● **DOCUMENT EXTRACT**:
Nike revenue declined 38% in the fourth quarter, falling to $6.3 billion, according to a company press release. The retailer swung to a loss of $790 million, from income of $989 million the year before. That represented a 180% decline.
While revenues in Greater China were only down 3%, North America was down 46% to $2.2 billion. As stores reopen, revenues are expected to improve and for fiscal year 2021, the company expects revenue to be flat to up, CFO Matt Friend said on a conference call with analysts.
In the wake of strong digital growth in the quarter (75%), the retailer announced a new phase of its consumer direct strategy, with three key areas of acceleration: the creation of a "marketplace of the future," the realignment of product categories for a new consumer construct and further investment in digital.
While Nike's results were lower than anticipated in Q4, executives remained staunchly focused on the future.
In connection with its consumer direct offense, the retailer is planning to open between 150 and 200 new smaller footprint stores in North America, Europe, the Middle East and Africa, in the image of the Nike Live concept it's been testing for a few years now. Those stores will be opened in the next couple of years, according to executives. The retailer tested the concept in Melrose initially, but has expanded it to several more locations, and plans to shift two stores in New York to the Nike Live model.
That concept has also been used to inform the retailer's House of Innovation flagship stores, which boast many of the same digitally enabled features.
Another of the company's accelerations is focused on reinvesting in its women's and kid's businesses, which both provide growth opportunities for the company. All of the initiatives, however, are focused on digital.

● **WHAT YOU NEED TO DO**:
A - In the Nike earnings article, copy everything from "Another of the" down to "focused on digital.".
B - According to the Nike earnings article, how many new smaller footprint stores is the retailer planning to open?
C - Please carry on the Nike earnings article from its final sentence.

(Point localization data)

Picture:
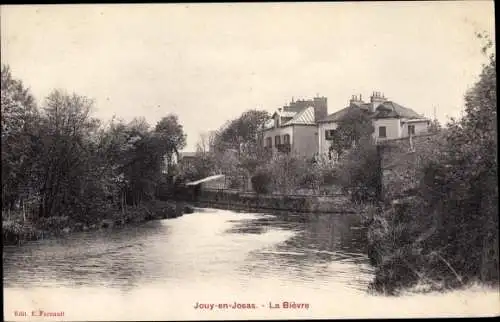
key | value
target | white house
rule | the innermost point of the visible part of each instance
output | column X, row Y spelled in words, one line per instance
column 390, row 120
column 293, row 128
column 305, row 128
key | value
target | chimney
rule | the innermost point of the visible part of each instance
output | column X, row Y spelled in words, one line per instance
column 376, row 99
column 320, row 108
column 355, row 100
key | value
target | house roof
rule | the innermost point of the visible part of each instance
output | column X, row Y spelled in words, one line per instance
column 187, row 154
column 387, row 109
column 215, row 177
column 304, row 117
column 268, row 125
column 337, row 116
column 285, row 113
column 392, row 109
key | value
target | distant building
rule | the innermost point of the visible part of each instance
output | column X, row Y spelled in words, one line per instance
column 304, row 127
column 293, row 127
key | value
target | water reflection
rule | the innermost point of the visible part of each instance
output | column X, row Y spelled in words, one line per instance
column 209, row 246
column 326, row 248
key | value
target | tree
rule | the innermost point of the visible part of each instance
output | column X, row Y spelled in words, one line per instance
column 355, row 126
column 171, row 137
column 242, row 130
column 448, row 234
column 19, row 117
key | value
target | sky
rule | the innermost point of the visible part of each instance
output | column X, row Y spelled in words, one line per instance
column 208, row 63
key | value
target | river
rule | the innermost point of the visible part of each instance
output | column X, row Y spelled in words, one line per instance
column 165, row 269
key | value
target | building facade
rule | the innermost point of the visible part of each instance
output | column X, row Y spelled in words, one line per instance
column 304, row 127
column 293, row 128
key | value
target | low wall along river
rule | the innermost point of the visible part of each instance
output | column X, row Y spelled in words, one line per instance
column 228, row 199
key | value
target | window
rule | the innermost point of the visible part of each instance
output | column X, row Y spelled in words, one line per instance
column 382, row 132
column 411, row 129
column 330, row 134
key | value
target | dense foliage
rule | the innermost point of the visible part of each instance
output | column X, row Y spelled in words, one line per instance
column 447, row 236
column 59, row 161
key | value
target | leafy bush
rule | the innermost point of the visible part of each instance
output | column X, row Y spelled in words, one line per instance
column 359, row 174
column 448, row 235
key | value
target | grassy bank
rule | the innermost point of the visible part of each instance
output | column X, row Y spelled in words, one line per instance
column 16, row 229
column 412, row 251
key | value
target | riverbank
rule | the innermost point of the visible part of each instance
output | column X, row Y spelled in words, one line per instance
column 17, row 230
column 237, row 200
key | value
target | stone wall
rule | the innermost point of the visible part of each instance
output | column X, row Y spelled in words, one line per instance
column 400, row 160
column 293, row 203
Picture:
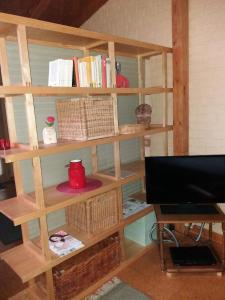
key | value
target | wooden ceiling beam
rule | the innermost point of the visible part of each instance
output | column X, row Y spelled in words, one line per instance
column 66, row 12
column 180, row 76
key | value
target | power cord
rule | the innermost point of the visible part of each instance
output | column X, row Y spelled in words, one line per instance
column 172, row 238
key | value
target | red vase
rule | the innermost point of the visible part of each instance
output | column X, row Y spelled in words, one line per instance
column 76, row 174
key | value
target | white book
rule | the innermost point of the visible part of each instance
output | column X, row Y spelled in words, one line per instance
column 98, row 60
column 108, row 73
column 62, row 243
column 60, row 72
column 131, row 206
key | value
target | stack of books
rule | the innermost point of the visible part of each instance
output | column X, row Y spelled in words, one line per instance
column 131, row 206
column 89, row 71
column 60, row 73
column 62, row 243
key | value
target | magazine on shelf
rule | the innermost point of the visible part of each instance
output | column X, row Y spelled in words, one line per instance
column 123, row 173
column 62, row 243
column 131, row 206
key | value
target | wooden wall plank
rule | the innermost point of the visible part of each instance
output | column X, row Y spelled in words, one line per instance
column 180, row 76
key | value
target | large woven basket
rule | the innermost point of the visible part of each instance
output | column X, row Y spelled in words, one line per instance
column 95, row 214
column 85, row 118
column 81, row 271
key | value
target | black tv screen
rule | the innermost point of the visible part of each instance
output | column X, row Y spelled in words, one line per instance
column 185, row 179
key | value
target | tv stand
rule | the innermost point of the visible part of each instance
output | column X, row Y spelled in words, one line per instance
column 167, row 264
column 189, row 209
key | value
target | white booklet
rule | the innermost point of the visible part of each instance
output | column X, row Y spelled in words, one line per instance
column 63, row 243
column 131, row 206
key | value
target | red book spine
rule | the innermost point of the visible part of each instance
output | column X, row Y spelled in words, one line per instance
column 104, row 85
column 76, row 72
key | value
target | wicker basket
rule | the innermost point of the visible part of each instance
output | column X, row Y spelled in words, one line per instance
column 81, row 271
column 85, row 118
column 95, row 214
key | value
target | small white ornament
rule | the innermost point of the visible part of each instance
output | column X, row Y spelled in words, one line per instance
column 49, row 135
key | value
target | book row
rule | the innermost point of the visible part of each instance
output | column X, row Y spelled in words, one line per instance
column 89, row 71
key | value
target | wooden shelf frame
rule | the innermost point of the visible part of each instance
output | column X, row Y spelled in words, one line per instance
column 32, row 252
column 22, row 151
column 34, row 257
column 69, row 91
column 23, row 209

● **RESULTS OF THE EXERCISE**:
A -
Another of the company's accelerations is focused on reinvesting in its women's and kid's businesses, which both provide growth opportunities for the company. All of the initiatives, however, are focused on digital.

B - Between 150 and 200.

C -
Executives said digital represented nearly 30% of the company's total business in Q4, and original plans for digital to reach 30% penetration by 2023 are now set to be hit in 2021. The company now expects its overall business to reach 50% digital penetration.
"The global pandemic has made it clear that consumer behavior is changing rapidly, providing the opportunity for us to accelerate the pace of our transformation," CEO John Donahoe said on the call. "Over the past few years, we have shifted from a legacy, wholesale distribution model to investment in a model that gives our consumers a more premium shopping experience."
That premium shopping experience means pulling out of partnerships that don't serve its purposes, like Amazon, and focusing instead on selling directly to the consumer, which is "financially accretive" to Nike. Donahoe, referring to it as the "one-Nike marketplace," highlighted that the strategy "leads with Nike Digital" and the company's owned stores, and includes only "a small number of strategic partners."
"If a retailer fails to enhance the Nike brand (and Nike is the judge), then said retailer will likely have allocations for key product reduced or cutoff," Susquehanna Financial Group analysts led by Sam Poser, said in emailed comments. "Nike has the keys to most every large and small athletic retailers' success, and those keys are becoming more valuable."